What to work on -> Using the listing that follows, return every line with the word "query".
__________
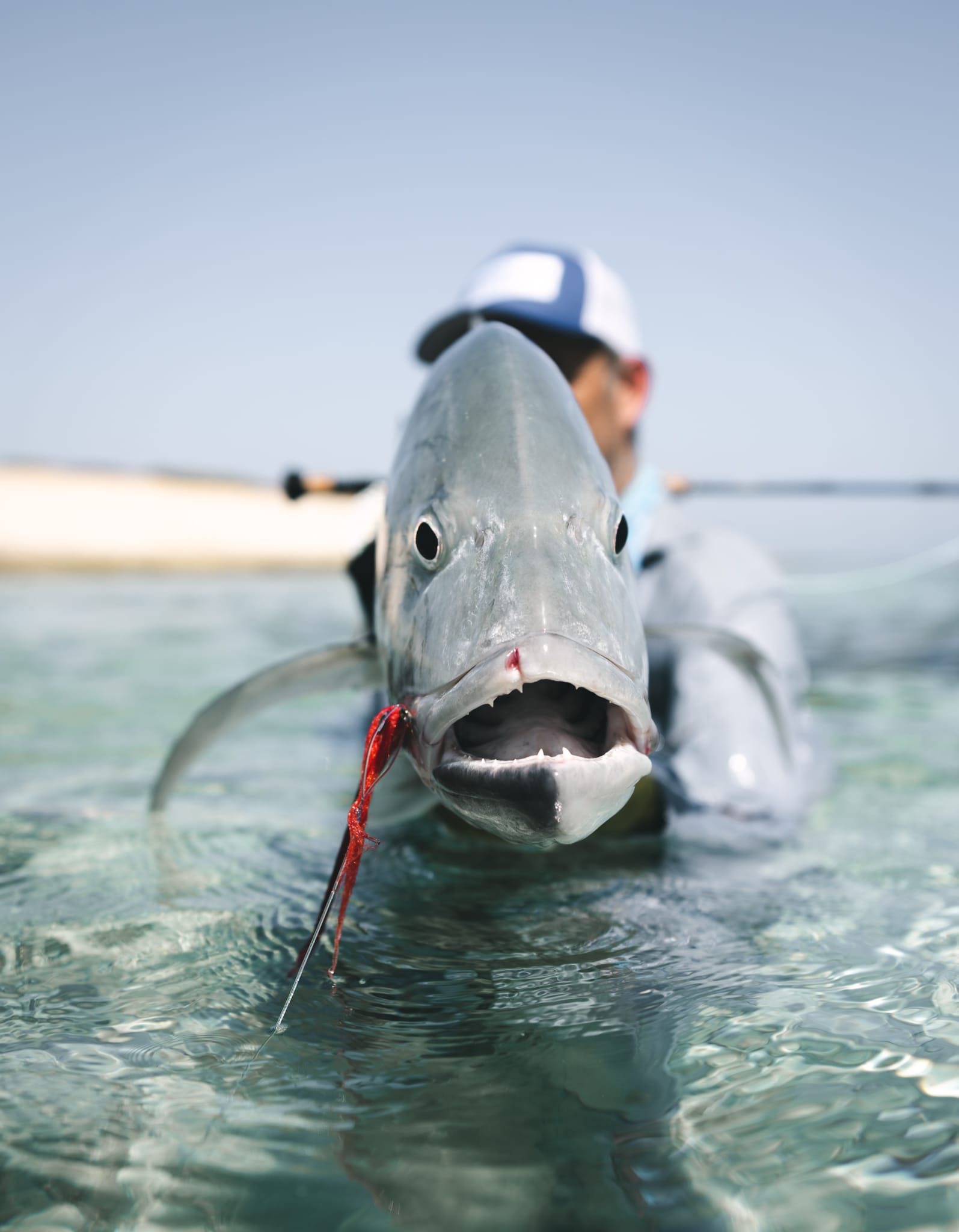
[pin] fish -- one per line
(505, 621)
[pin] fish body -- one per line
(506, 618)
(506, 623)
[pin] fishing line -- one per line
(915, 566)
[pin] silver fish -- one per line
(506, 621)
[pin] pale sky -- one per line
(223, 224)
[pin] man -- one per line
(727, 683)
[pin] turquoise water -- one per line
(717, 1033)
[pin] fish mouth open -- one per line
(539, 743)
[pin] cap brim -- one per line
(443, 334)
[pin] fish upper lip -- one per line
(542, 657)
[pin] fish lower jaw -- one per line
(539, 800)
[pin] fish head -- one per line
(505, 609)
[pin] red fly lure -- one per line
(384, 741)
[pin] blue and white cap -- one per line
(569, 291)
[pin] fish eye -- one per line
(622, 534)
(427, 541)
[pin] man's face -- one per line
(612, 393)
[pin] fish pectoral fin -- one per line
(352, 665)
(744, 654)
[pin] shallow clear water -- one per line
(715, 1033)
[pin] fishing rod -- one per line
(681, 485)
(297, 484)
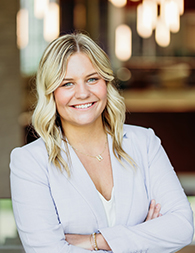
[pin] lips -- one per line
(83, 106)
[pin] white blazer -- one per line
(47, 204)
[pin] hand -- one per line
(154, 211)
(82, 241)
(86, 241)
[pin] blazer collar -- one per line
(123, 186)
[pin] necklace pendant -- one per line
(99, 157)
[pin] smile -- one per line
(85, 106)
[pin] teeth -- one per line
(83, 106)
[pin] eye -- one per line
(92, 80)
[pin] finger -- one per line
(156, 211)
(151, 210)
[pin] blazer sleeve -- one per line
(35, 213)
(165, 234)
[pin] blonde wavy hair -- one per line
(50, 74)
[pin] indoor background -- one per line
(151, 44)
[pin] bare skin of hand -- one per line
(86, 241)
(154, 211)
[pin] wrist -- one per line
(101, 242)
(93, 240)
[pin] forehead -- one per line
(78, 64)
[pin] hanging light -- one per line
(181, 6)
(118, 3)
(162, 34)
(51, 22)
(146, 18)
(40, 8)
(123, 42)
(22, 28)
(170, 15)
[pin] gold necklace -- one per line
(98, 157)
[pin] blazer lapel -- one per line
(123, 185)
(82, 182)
__________
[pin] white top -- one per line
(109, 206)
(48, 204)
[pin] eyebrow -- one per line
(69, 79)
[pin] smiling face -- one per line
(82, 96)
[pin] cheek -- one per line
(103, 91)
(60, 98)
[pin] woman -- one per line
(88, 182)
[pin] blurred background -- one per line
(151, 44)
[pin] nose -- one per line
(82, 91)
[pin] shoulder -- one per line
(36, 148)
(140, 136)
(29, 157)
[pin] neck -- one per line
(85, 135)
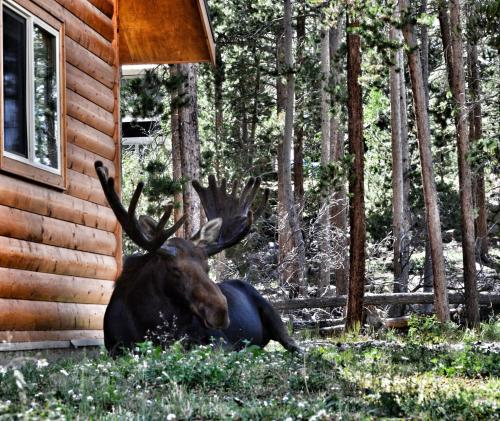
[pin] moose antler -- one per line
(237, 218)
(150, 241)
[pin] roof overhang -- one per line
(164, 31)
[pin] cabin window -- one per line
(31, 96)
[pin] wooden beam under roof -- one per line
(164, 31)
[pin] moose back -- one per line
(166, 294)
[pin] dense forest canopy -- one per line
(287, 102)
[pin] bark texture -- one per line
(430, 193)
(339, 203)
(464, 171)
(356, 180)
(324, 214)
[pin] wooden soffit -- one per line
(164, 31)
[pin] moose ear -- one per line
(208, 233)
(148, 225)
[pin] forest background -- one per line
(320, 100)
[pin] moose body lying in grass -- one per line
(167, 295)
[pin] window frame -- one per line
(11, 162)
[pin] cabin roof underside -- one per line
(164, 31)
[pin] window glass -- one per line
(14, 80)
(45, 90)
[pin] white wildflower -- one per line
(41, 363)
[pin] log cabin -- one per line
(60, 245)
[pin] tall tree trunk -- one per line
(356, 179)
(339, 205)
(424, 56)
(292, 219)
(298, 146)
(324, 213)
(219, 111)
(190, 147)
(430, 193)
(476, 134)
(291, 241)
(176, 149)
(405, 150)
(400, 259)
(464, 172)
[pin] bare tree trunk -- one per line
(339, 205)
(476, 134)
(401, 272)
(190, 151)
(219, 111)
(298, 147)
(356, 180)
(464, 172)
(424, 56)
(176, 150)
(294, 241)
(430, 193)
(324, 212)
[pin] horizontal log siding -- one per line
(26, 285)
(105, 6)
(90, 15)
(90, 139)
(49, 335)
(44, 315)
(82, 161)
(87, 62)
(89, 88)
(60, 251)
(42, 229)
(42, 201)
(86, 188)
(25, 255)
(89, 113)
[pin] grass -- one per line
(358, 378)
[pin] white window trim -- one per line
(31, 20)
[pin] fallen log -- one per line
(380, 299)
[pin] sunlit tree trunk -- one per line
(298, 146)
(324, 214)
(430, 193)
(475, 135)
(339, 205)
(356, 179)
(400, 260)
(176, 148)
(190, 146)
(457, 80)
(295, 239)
__________
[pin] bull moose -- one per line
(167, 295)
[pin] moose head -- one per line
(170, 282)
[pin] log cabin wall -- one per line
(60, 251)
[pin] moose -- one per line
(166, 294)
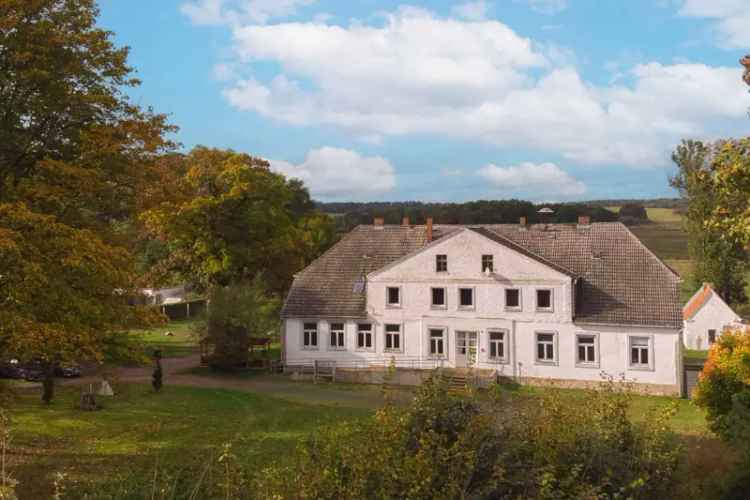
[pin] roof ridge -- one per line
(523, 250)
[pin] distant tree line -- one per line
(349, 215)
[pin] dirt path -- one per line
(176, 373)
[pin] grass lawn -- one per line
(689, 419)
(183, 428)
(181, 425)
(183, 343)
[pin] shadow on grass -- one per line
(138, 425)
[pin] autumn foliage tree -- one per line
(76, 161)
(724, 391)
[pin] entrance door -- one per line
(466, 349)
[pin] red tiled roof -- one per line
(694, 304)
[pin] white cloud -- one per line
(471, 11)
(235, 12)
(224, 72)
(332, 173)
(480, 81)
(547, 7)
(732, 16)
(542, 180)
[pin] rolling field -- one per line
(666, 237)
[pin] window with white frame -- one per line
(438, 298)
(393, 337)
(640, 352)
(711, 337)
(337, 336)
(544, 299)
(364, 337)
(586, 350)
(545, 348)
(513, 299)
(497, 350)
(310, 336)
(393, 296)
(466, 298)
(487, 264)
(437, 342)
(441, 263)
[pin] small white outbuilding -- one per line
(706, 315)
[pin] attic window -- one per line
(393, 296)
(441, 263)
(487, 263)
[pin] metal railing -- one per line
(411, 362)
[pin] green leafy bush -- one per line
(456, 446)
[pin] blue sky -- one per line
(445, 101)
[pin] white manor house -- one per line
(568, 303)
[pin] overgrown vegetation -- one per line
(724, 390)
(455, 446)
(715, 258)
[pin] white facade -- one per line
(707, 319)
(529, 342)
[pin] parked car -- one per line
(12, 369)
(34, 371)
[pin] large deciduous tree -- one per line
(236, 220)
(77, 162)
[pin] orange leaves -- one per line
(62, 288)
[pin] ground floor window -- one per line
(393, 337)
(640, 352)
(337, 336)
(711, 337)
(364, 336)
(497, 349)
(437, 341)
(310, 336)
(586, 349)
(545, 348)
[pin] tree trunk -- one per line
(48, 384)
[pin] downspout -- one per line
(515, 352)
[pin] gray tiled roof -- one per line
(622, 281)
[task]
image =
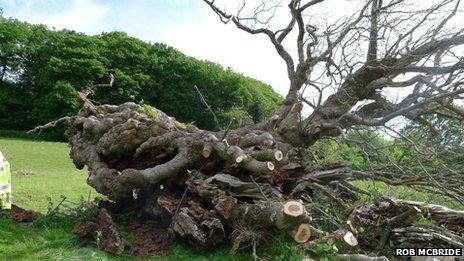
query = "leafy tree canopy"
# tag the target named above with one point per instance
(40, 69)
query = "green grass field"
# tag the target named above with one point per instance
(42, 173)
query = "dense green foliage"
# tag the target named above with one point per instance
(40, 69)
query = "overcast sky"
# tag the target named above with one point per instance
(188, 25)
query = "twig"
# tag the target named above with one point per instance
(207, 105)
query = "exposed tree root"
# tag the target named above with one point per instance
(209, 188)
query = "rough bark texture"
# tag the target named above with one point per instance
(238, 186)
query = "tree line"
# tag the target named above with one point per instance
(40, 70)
__________
Final answer ->
query = "leafy tree canopy"
query = "green grass field"
query = "dense green foliage"
query = "overcast sky"
query = "twig"
query = "exposed tree root"
query = "rough bark texture"
query = "tree line"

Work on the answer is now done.